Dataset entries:
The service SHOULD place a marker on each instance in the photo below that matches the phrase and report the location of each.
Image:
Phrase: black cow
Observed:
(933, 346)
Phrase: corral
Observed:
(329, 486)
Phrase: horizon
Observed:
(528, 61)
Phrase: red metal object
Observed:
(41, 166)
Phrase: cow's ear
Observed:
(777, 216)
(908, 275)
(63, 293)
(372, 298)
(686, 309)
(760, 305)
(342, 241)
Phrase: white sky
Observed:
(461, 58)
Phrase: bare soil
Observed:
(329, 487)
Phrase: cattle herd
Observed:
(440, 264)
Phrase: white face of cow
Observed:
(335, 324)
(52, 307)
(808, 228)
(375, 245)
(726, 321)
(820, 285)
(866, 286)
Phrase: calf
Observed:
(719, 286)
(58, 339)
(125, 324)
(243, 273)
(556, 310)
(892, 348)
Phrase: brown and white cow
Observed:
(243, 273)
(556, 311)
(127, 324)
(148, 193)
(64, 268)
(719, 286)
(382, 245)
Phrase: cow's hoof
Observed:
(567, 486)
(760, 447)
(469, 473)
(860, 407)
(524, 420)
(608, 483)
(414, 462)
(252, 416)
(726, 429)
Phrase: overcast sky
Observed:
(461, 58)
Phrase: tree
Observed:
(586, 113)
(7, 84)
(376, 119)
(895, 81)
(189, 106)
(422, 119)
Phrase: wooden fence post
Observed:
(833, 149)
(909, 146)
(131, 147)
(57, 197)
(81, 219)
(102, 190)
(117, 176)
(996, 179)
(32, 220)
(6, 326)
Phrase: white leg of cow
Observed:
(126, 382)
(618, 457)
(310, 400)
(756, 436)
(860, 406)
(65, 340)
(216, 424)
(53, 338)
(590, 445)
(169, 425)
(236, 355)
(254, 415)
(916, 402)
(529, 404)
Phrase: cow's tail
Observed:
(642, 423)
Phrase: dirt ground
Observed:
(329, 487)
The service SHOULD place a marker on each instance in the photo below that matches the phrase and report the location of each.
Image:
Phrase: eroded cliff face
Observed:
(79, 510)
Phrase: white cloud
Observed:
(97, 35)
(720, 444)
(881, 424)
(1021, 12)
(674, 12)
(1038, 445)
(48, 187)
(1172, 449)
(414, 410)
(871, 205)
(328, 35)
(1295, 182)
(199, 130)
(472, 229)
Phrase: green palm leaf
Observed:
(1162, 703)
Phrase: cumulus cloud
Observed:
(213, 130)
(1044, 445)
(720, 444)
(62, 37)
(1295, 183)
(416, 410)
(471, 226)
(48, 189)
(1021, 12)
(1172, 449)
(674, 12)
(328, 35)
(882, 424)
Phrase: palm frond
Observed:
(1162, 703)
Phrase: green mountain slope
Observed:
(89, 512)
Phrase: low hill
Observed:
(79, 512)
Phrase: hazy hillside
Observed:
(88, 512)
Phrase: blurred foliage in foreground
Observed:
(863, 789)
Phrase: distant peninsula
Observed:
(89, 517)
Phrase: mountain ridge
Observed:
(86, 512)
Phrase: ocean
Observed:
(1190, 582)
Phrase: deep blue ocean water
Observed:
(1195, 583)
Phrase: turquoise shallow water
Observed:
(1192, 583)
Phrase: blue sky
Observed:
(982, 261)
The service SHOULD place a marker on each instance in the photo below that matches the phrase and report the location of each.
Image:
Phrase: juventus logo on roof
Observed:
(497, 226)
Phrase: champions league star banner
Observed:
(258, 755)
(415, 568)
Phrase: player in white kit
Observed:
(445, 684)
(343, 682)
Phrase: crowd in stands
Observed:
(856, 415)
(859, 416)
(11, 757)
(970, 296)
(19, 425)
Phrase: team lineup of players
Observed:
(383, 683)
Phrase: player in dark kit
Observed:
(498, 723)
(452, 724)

__WHAT TO DO__
In the data above, find the line that contains "Phrase: green mountain slope" and the line that contains "Phrase: player in white kit". Repeat exactly those lines and every line between them, and only those.

__EXERCISE ANSWER__
Phrase: green mountain slope
Observed:
(89, 512)
Phrase: low hill
Observed:
(79, 512)
Phrase: hazy hillside
Observed:
(88, 512)
Phrase: blurred foliage in foreground
Observed:
(863, 789)
Phrase: distant peninsula
Observed:
(89, 517)
Phrase: mountain ridge
Observed:
(86, 512)
Phrase: ocean
Observed:
(1190, 582)
Phrase: deep blue ocean water
Observed:
(1195, 583)
Phrase: turquoise shallow water
Observed:
(1192, 583)
Phrase: blue sky
Observed:
(982, 261)
The service SHOULD place a marker on each instance in the photo below that matches the phrase and report the location of each.
Image:
Phrase: juventus logo on roof
Observed:
(497, 226)
Phrase: champions league star banner
Observed:
(258, 755)
(415, 568)
Phrase: player in white kit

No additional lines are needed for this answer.